What you should do: The answer should be each line from the entries below that has the word "pixel" in it.

(Stored data entries)
- - -
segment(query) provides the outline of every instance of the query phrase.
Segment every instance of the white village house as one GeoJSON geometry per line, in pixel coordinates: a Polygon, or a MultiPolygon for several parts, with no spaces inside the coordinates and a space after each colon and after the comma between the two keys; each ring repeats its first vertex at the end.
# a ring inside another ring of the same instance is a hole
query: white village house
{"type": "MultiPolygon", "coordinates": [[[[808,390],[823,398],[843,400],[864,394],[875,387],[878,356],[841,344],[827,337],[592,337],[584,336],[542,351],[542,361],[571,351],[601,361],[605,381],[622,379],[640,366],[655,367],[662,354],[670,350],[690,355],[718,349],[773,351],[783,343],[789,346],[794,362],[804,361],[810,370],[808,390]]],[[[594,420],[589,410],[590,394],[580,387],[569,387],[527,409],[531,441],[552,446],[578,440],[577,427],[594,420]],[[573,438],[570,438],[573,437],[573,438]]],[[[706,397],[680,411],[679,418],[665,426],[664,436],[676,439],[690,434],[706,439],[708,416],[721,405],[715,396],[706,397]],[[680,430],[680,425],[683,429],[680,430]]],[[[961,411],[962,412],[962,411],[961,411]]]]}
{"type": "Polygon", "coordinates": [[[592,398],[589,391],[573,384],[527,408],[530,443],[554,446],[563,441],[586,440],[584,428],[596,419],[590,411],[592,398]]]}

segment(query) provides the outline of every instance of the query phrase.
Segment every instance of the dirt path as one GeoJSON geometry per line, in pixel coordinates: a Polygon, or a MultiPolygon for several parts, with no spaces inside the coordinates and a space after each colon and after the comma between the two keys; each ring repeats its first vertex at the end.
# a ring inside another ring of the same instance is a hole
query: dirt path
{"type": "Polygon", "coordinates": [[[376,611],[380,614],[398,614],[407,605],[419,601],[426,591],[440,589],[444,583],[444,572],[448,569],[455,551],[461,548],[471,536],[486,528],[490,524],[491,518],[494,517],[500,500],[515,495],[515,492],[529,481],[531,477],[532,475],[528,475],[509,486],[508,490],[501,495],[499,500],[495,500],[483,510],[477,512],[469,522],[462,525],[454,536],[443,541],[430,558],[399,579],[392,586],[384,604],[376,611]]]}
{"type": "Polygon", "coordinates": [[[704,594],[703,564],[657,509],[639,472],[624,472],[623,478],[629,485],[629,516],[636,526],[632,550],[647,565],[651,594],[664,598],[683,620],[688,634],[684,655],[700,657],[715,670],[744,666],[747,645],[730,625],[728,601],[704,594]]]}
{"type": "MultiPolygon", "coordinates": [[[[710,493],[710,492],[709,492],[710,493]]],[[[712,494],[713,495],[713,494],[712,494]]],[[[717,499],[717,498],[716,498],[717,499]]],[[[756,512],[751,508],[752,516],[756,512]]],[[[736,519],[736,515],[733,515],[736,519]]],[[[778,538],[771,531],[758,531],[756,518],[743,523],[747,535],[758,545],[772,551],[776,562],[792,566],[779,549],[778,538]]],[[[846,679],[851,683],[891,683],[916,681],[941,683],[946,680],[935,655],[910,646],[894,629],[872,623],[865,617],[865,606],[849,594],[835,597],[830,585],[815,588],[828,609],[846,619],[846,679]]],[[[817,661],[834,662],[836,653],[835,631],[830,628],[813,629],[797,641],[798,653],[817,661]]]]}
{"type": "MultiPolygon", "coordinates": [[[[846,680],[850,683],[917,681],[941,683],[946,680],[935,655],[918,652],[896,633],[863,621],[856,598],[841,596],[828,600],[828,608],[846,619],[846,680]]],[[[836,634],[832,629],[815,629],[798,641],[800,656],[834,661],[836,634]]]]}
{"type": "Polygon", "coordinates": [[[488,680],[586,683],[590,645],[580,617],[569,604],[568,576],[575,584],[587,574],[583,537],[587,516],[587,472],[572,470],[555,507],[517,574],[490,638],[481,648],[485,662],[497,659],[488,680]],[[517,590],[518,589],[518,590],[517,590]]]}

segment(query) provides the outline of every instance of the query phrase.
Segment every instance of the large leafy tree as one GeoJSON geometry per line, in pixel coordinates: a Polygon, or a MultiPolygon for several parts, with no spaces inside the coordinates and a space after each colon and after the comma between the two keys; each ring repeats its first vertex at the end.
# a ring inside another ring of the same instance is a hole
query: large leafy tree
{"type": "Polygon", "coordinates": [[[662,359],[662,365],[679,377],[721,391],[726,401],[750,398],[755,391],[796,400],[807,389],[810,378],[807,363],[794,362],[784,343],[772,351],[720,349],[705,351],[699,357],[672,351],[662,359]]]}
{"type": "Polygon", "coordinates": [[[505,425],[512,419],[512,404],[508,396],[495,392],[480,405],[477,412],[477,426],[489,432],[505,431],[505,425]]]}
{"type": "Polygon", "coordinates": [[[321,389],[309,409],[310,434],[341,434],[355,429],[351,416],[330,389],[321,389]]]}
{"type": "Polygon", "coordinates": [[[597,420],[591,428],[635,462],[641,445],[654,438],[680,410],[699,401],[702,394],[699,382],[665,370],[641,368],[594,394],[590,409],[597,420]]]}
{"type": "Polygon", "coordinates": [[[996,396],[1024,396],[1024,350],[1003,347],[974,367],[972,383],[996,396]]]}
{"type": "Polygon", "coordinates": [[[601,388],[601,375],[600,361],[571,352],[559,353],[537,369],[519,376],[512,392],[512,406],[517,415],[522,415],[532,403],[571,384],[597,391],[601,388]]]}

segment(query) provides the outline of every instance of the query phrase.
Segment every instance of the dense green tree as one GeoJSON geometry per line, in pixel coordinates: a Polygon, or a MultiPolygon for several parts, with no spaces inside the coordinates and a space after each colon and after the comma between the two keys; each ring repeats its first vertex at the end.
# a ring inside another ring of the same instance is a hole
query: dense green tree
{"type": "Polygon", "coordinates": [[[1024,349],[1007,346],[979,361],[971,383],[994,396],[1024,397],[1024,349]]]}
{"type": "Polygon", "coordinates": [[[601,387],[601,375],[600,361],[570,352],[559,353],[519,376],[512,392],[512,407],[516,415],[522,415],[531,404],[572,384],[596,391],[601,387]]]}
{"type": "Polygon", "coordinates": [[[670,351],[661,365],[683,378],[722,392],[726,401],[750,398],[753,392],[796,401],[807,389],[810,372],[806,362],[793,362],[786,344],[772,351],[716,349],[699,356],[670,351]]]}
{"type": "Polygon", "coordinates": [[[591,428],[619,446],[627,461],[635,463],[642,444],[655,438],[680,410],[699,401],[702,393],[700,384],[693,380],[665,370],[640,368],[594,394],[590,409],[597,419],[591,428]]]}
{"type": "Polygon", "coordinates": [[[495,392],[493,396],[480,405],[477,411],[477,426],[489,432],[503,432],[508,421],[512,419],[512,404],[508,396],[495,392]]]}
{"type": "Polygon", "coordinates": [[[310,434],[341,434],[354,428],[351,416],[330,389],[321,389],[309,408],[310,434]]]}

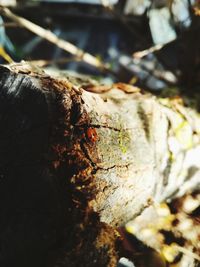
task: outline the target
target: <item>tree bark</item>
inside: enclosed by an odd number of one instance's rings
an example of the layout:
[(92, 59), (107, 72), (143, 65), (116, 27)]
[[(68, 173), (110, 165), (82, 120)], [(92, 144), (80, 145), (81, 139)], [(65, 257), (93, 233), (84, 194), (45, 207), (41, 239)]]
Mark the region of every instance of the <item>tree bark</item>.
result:
[(117, 227), (199, 187), (199, 114), (122, 89), (0, 67), (1, 266), (114, 267)]

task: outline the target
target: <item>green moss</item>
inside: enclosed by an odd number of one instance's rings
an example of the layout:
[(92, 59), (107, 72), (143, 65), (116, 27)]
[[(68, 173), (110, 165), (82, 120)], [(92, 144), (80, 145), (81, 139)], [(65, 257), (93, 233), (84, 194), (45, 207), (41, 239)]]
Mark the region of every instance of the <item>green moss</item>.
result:
[(123, 154), (127, 152), (130, 143), (128, 130), (120, 129), (118, 134), (119, 147)]

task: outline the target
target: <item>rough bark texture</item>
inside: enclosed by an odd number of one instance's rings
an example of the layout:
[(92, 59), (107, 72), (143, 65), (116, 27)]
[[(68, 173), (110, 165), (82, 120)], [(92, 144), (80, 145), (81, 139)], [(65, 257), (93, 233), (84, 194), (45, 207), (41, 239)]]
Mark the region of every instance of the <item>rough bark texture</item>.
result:
[(2, 66), (0, 265), (116, 266), (116, 227), (199, 186), (199, 120), (180, 99)]

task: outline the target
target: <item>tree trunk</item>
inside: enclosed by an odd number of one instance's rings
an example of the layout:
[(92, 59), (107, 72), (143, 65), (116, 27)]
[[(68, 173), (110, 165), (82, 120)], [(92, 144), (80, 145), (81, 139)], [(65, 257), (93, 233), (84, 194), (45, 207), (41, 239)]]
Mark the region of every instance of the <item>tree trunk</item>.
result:
[(199, 186), (199, 115), (127, 88), (1, 66), (1, 266), (114, 267), (117, 227)]

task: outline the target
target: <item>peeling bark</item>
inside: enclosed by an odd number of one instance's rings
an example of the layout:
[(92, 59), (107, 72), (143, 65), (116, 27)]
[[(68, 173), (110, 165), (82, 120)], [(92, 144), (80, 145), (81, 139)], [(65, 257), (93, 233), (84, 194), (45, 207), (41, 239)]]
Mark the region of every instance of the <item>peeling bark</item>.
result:
[(199, 120), (177, 99), (1, 66), (2, 266), (116, 266), (117, 227), (199, 186)]

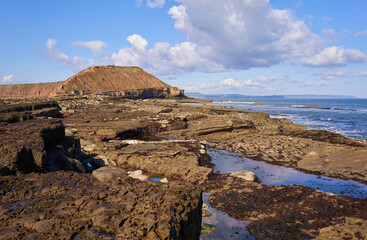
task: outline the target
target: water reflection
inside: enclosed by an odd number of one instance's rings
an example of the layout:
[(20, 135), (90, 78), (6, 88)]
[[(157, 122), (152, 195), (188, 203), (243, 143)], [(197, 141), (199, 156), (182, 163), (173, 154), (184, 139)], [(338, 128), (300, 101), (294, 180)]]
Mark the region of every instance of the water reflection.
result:
[(335, 193), (356, 198), (367, 198), (367, 185), (352, 181), (341, 180), (307, 174), (293, 168), (271, 165), (254, 161), (227, 151), (207, 149), (212, 157), (215, 171), (232, 173), (248, 170), (266, 185), (302, 185), (319, 191)]
[(227, 213), (222, 212), (216, 208), (213, 208), (209, 204), (209, 197), (211, 193), (203, 193), (203, 201), (208, 205), (208, 212), (212, 214), (210, 217), (203, 217), (202, 222), (215, 225), (216, 229), (207, 234), (200, 236), (201, 240), (214, 240), (214, 239), (248, 239), (254, 240), (255, 238), (247, 231), (246, 226), (250, 224), (248, 221), (238, 221), (233, 217), (230, 217)]

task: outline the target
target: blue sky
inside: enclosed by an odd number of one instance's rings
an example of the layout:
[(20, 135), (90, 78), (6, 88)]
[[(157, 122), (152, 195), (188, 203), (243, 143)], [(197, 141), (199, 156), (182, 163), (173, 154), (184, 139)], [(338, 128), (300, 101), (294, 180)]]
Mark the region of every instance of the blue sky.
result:
[(190, 92), (367, 98), (367, 1), (1, 0), (0, 84), (140, 66)]

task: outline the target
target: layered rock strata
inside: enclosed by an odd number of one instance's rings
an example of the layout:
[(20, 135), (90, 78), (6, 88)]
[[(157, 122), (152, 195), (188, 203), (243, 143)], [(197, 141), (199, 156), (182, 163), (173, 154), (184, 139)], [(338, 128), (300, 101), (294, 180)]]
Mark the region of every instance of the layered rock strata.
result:
[(139, 67), (94, 66), (63, 82), (0, 85), (0, 97), (57, 97), (103, 94), (127, 98), (184, 97), (172, 87)]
- - -
Your solution:
Segment every instance of the white village house as one GeoJSON geometry per line, in pixel coordinates: a Polygon, or a MultiPolygon for several parts, with no spaces inside the coordinates and a space after each colon and after the comma between the two keys; each ring repeats its first vertex at the end.
Segment every instance of the dirt path as one GeoJSON geometry per line, in pixel coordinates: a Polygon, or a MultiPolygon for several parts, with no spaces inside the coordinates and a space after each colon and after the comma between the two keys; each ring repeats its first vertex at the end.
Segment every instance of the large leafy tree as one GeoJSON geometry per line, in pixel coordinates: a Polygon, or a MultiPolygon for several parts, with no spaces inside the coordinates and a space after each colon and after the comma between the two keys; each ring repeats its first vertex at the end.
Segment every instance of the dense green tree as one GeoJSON geometry per line, in pixel coordinates: a Polygon, or a MultiPolygon for several parts, with no spaces inside the coordinates and a space after each colon and after the comma between the two keys; each ring repeats its first vertex at the end.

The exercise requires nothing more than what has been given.